**作業指示**
• A. 引用文で、恐怖と不安とは「裏腹」の思いとしてかぎかっこで示されている言葉をすべて挙げてください。
• B. 引用文の「主人公の花は四十歳。ある日彼」から「記憶の地獄めぐりがはじまる。」までを(両端を含めて)、「四十歳」を「三十九歳」に入れ替えて書き直してください。
• C. 引用文について、次の問いに答えてください。
(i) 主人公の花は何歳か。
(ii) 花が黄美子さんと同居していたのは今から何年前か。
(iii) 恐怖と不安がのしかかったあと、やがて浮かぶ言葉は何か。

**引用文**
押し込み強盗とか「奥さんのパート代を酒びたりのDV亭主が」という話ではない。金についてつねに考えている人は物騒なエネルギーにたえずにさらされているようなものなんじゃないかと思ったのだ。

主人公の花は四十歳。ある日彼女はネットで「無職・吉川黄美子(60)が、二十代の女性を一年三カ月にわたり監禁、暴行。その初公判が東京地裁で開かれた」という記事を見る。あの黄美子さんだ――今から二十年前、若かりし自分は彼女と同居していた。ほかの女の子たちもいた。

「大丈夫だ」「心配することはない」「わたしたちのやったことは時効」「そんなに大きな罪には問われない」という思いと裏腹に、恐怖と不安が花にのしかかる。やがて浮かぶ「あのときとおなじようなことしてて」という言葉。ここから記憶の地獄めぐりがはじまる。

**データ抜粋**

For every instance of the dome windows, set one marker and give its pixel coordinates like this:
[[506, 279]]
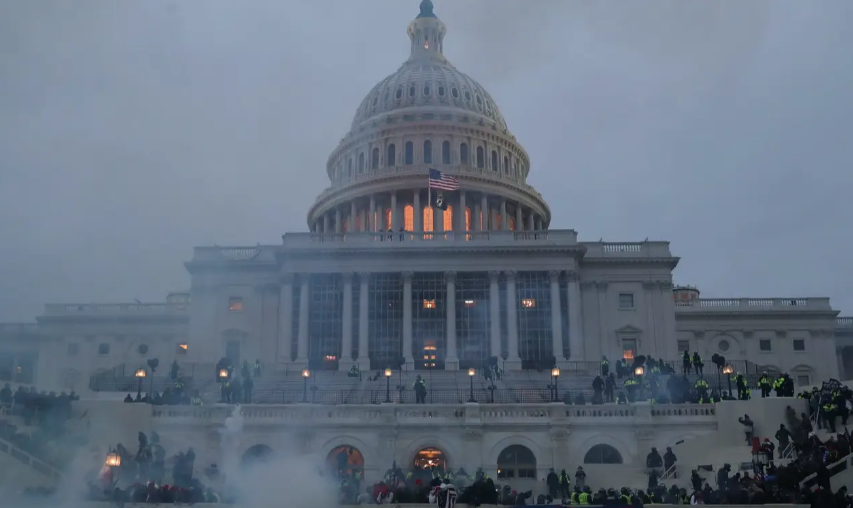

**解答**
• A.
「大丈夫だ」
「心配することはない」
「わたしたちのやったことは時効」
「そんなに大きな罪には問われない」

• B.
主人公の花は三十九歳。ある日彼女はネットで「無職・吉川黄美子(60)が、二十代の女性を一年三カ月にわたり監禁、暴行。その初公判が東京地裁で開かれた」という記事を見る。あの黄美子さんだ――今から二十年前、若かりし自分は彼女と同居していた。ほかの女の子たちもいた。

「大丈夫だ」「心配することはない」「わたしたちのやったことは時効」「そんなに大きな罪には問われない」という思いと裏腹に、恐怖と不安が花にのしかかる。やがて浮かぶ「あのときとおなじようなことしてて」という言葉。ここから記憶の地獄めぐりがはじまる。

• C.
(i) 四十歳
(ii) 二十年前
(iii) 「あのときとおなじようなことしてて」